To do: Could you convert the lines below into a numbered list, leaving out the blank lines?

Extracted records:
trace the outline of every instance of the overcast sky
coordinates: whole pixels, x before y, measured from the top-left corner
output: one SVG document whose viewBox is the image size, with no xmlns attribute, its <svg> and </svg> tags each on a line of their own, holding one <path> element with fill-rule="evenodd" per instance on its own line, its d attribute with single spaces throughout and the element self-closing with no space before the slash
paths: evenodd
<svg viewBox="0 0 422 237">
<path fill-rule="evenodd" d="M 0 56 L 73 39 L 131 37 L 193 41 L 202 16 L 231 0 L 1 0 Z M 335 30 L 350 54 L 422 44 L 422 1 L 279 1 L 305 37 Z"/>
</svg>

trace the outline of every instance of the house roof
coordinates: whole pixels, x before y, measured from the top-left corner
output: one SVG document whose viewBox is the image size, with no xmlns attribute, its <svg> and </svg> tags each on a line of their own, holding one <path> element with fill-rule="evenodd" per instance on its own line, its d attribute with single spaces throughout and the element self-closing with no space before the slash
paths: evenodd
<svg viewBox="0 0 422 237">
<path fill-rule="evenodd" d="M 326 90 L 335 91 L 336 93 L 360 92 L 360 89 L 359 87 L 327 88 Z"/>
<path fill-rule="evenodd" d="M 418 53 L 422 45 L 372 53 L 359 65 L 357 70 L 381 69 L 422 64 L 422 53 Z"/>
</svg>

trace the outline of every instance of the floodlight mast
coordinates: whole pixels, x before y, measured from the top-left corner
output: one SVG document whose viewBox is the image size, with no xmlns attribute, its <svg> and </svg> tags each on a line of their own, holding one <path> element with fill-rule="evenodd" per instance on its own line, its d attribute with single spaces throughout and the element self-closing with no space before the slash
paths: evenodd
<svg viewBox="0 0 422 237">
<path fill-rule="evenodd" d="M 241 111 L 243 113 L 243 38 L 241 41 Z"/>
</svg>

Answer to this problem:
1. trace the outline of every instance of the overcast sky
2. coordinates: whole pixels, x before y, measured from the top-left corner
3. output: one SVG document whose viewBox is the image size, with no xmlns attribute, its <svg> and </svg> tags each on a line of their own, holding one <path> element with fill-rule="evenodd" per instance on its own line, its d attribute with single spaces throughout and the element self-closing with no space before the slash
4. paths: evenodd
5. <svg viewBox="0 0 422 237">
6. <path fill-rule="evenodd" d="M 0 56 L 73 39 L 131 37 L 193 41 L 202 16 L 231 0 L 1 0 Z M 335 30 L 350 54 L 422 44 L 422 1 L 279 1 L 305 37 Z"/>
7. </svg>
8. trace the outline of every instance of the house roof
9. coordinates: whole pixels, x before y, measured from the top-left corner
10. output: one SVG document whose viewBox is the image size, with no xmlns attribute, its <svg> and </svg> tags each on a line of their own, holding one <path> element with fill-rule="evenodd" per instance on its own line, its d attribute with single spaces throughout and the element self-closing with no space before the slash
11. paths: evenodd
12. <svg viewBox="0 0 422 237">
13. <path fill-rule="evenodd" d="M 326 90 L 335 91 L 336 93 L 360 92 L 360 89 L 359 87 L 327 88 Z"/>
14. <path fill-rule="evenodd" d="M 418 53 L 422 45 L 372 53 L 359 65 L 357 70 L 381 69 L 422 64 L 422 53 Z"/>
15. </svg>
16. trace the outline of every instance of the floodlight mast
17. coordinates: whole pixels, x before y, measured from the top-left corner
18. output: one SVG document whose viewBox is the image size, with no xmlns attribute, its <svg> and </svg> tags each on a line of their own, holding one <path> element with fill-rule="evenodd" per instance on its own line, its d attribute with single spaces throughout and the element self-closing with no space before the slash
19. paths: evenodd
20. <svg viewBox="0 0 422 237">
21. <path fill-rule="evenodd" d="M 241 111 L 243 113 L 243 38 L 241 41 Z"/>
22. </svg>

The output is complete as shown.